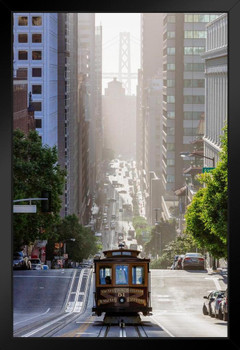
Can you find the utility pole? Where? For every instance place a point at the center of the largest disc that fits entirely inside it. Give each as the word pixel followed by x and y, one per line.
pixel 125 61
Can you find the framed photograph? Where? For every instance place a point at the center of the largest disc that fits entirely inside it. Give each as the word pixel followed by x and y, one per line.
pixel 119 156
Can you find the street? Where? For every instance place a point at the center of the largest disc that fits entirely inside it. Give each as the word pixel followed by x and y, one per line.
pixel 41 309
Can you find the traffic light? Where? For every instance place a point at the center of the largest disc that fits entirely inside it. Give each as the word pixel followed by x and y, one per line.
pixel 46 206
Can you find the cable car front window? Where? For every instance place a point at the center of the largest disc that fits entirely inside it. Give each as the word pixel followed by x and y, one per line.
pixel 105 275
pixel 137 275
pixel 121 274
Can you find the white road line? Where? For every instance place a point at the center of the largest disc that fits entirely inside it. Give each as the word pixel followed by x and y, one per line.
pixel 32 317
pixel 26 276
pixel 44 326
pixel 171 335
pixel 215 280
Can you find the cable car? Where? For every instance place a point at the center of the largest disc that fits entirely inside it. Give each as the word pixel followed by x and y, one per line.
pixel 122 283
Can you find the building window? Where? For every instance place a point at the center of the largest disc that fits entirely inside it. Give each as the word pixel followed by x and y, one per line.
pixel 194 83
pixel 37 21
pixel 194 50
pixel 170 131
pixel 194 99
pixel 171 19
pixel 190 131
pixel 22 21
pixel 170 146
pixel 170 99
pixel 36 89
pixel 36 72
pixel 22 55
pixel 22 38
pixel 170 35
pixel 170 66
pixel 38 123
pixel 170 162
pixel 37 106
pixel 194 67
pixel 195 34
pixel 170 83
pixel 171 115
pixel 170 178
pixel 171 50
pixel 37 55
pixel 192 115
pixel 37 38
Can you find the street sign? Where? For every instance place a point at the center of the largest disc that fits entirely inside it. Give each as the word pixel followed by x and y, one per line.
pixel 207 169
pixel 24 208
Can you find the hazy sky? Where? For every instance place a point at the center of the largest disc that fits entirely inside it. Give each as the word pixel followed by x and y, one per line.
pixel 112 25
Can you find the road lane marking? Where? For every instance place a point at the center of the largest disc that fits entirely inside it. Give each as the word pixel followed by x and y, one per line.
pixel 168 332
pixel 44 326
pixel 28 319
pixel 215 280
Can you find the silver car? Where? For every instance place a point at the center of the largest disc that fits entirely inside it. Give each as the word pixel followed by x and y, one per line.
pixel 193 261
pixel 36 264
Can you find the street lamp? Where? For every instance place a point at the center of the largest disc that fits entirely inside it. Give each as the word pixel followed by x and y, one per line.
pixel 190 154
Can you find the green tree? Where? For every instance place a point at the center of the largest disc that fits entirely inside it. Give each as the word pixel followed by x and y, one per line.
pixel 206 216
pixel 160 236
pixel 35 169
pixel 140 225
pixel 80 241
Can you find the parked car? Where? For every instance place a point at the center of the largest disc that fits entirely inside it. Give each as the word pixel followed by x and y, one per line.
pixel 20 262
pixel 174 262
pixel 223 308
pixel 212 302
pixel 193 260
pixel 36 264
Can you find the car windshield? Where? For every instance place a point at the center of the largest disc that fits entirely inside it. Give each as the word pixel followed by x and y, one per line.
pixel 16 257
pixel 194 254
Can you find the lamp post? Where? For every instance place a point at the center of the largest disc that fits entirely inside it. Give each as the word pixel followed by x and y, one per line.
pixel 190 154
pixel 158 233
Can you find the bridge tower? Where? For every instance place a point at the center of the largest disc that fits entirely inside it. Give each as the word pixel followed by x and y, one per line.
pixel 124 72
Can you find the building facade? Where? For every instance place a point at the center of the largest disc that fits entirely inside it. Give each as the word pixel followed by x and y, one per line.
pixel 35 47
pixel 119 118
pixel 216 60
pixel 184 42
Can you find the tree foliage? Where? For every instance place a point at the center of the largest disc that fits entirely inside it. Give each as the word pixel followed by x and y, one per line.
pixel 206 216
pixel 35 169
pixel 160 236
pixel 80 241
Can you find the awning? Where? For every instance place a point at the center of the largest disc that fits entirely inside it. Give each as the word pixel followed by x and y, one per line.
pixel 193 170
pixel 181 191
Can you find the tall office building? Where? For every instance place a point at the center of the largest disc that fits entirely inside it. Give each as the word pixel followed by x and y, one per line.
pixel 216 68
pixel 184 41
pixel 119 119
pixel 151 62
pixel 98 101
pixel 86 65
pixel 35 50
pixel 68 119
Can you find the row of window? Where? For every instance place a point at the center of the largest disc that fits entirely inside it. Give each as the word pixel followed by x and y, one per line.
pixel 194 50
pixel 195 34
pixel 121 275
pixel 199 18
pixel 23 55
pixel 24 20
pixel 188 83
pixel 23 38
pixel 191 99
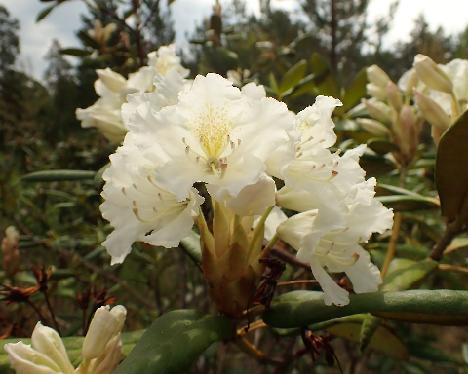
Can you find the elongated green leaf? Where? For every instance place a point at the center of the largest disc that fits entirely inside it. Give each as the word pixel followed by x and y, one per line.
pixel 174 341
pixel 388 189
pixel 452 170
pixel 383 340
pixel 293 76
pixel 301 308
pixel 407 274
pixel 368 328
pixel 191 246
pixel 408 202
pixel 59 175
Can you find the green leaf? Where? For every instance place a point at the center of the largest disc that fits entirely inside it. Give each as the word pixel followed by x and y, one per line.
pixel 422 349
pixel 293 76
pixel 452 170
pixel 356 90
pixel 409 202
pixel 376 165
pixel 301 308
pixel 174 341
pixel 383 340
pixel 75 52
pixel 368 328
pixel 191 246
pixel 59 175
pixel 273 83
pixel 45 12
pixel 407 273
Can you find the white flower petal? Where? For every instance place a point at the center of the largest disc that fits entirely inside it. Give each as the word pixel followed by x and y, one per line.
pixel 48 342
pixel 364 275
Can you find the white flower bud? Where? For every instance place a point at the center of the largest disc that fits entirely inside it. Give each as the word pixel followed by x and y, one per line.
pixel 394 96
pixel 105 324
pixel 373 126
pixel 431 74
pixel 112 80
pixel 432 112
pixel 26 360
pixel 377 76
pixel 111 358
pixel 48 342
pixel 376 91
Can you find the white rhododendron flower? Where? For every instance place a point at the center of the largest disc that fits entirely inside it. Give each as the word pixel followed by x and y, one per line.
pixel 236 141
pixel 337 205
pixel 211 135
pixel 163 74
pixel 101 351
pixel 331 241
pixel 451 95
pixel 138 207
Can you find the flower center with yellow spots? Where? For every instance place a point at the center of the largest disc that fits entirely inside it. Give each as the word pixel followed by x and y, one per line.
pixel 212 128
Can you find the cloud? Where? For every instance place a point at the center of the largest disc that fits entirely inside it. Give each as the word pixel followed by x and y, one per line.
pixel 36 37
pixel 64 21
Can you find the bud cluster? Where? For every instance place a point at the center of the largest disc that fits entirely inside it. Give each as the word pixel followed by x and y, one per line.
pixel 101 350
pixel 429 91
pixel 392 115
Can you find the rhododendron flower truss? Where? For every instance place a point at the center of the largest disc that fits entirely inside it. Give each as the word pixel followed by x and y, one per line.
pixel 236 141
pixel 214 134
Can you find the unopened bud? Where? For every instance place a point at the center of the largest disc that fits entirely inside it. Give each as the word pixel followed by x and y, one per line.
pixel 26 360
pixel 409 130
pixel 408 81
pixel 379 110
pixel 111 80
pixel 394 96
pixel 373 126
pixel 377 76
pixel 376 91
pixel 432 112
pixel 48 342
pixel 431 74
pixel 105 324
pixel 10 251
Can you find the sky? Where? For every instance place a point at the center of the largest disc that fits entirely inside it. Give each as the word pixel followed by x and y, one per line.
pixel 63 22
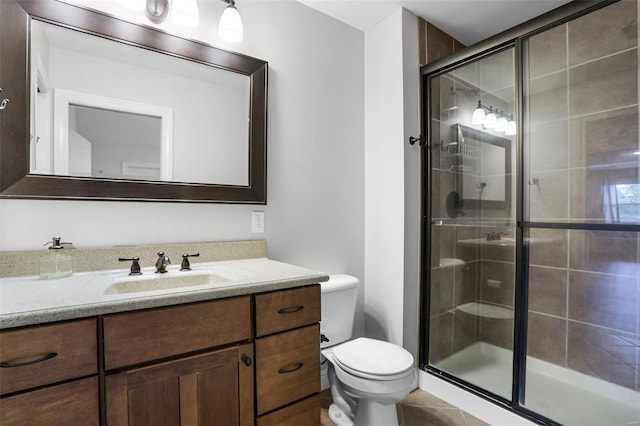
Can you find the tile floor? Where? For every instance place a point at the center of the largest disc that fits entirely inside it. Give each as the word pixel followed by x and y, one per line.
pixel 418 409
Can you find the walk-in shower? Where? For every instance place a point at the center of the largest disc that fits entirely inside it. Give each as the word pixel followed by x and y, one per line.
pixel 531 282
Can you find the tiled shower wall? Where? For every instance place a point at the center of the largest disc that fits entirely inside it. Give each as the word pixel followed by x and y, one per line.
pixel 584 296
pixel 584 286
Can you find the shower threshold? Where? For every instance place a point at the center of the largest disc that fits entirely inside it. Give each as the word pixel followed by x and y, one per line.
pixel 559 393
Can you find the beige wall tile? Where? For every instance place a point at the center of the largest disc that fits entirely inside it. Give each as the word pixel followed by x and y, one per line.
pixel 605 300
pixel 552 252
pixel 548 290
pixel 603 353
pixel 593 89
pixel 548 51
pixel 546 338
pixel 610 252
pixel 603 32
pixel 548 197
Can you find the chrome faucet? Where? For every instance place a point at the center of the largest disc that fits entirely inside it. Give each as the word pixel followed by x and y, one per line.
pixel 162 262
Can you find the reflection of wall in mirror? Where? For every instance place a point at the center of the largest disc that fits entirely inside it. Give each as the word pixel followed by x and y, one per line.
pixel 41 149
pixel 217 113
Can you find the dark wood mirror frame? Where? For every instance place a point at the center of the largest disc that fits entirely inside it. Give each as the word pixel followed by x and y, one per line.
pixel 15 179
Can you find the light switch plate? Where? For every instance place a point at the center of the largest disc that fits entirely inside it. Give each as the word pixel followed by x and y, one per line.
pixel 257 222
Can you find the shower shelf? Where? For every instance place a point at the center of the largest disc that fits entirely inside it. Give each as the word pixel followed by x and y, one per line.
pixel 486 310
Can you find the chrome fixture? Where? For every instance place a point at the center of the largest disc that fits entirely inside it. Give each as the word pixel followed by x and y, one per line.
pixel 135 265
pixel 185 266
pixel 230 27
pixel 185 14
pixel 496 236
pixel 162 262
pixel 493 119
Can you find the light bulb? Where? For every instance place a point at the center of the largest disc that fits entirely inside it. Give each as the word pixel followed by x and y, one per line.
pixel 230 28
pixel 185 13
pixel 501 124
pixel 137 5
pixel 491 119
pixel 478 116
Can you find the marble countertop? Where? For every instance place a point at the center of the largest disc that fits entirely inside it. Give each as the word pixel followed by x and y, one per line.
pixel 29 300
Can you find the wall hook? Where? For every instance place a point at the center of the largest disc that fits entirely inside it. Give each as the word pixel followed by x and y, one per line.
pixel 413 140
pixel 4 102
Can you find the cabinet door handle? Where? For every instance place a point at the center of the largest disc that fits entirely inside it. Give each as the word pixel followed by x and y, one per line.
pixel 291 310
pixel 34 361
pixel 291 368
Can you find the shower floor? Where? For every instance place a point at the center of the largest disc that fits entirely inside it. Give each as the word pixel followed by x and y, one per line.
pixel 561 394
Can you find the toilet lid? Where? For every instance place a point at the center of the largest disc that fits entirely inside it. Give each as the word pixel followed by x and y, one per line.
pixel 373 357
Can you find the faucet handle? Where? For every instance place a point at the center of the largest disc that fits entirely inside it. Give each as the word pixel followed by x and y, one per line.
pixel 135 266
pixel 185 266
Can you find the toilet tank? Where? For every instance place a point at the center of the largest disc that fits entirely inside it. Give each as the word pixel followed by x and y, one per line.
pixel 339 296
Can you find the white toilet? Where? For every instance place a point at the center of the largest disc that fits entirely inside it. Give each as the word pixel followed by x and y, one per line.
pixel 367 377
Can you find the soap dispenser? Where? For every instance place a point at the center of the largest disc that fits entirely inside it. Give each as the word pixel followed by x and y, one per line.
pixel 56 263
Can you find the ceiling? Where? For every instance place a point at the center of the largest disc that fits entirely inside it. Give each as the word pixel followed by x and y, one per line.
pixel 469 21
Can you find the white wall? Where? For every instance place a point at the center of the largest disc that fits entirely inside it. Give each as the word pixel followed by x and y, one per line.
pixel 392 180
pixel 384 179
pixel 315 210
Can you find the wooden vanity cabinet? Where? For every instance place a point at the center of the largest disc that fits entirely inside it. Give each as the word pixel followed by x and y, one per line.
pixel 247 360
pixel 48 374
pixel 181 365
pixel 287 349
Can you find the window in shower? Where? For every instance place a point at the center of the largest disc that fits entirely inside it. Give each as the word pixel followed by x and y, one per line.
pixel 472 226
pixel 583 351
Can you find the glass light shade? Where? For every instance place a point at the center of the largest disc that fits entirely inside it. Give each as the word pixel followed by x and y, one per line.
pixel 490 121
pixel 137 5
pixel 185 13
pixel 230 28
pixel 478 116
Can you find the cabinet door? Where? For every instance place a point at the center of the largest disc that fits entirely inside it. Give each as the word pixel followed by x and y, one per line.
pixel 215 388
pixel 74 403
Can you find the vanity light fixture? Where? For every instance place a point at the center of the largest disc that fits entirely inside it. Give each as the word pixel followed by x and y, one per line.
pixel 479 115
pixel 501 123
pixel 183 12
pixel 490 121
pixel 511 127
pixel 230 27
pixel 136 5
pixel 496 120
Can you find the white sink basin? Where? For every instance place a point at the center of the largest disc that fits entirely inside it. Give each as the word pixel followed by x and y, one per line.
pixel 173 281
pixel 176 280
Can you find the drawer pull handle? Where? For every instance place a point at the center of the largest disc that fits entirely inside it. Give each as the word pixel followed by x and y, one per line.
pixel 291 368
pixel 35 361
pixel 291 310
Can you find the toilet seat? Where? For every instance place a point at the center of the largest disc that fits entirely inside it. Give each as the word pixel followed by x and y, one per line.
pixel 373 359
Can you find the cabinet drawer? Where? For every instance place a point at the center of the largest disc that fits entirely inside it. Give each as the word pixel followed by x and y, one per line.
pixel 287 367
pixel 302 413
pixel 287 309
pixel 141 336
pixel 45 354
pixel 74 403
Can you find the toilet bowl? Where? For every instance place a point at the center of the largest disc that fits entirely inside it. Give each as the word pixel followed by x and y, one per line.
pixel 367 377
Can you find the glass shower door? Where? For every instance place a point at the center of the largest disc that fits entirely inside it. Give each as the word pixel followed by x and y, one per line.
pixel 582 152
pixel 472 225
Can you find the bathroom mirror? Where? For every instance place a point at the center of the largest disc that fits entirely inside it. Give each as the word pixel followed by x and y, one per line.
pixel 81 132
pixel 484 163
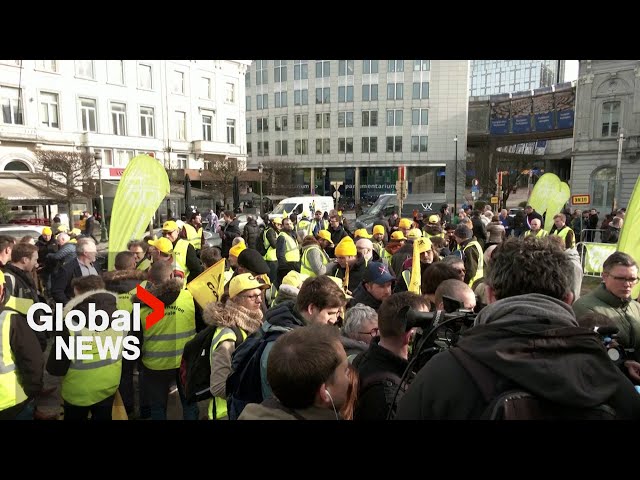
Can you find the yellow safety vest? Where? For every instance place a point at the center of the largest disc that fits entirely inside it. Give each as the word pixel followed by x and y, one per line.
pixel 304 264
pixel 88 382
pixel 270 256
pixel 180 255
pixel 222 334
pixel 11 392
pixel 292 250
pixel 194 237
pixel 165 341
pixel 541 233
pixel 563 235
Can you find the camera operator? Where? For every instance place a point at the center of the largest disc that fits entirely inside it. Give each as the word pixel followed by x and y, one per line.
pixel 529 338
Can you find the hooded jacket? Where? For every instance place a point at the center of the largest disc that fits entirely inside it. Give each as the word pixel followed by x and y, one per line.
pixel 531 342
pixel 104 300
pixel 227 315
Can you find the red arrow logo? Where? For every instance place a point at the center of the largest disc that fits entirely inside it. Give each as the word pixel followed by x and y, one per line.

----------

Write out, word for word, the line containing "Can you find the glass shower" and each line after it to the end of the data, and nothing more. Drop the pictures.

Answer to the exercise.
Can you find the glass shower door? Where? For every instance place a point at the center of the largest disc that fits entirely inside it. Give each as the word pixel followed by x and y, one per line.
pixel 582 152
pixel 472 225
Can you find the bathroom mirror? Where? For every instance place a point at the center of the largest disc that fits entirely inside it. Give each as the word pixel followed by x and y, one per line.
pixel 81 132
pixel 484 163
Can you find the yellow safety vest? Where? For every instance place a point at the center of the largest disc that fits entirely inside it. Give each as the word pixel followed by x and y, one per line.
pixel 304 264
pixel 88 382
pixel 270 256
pixel 180 255
pixel 222 334
pixel 11 392
pixel 292 250
pixel 194 237
pixel 165 341
pixel 541 233
pixel 563 235
Can you find the camera operator? Where? For every instance place a point at the center of the largest disc that fits entirely inside it. Give each as the word pixel followed by x and y, one per line.
pixel 529 338
Can you find the hooded jacket? Where? For every instance place a point at the center of the largest disc that fits entirely inside it. Give each as the word pixel followed by x and y, one per line.
pixel 531 342
pixel 104 300
pixel 227 315
Can you find the red arrow logo? Where? For every instance place a point at the center of the largest disc that fits entirely inside it. Give each as the word pixel followed by x and y, one per line.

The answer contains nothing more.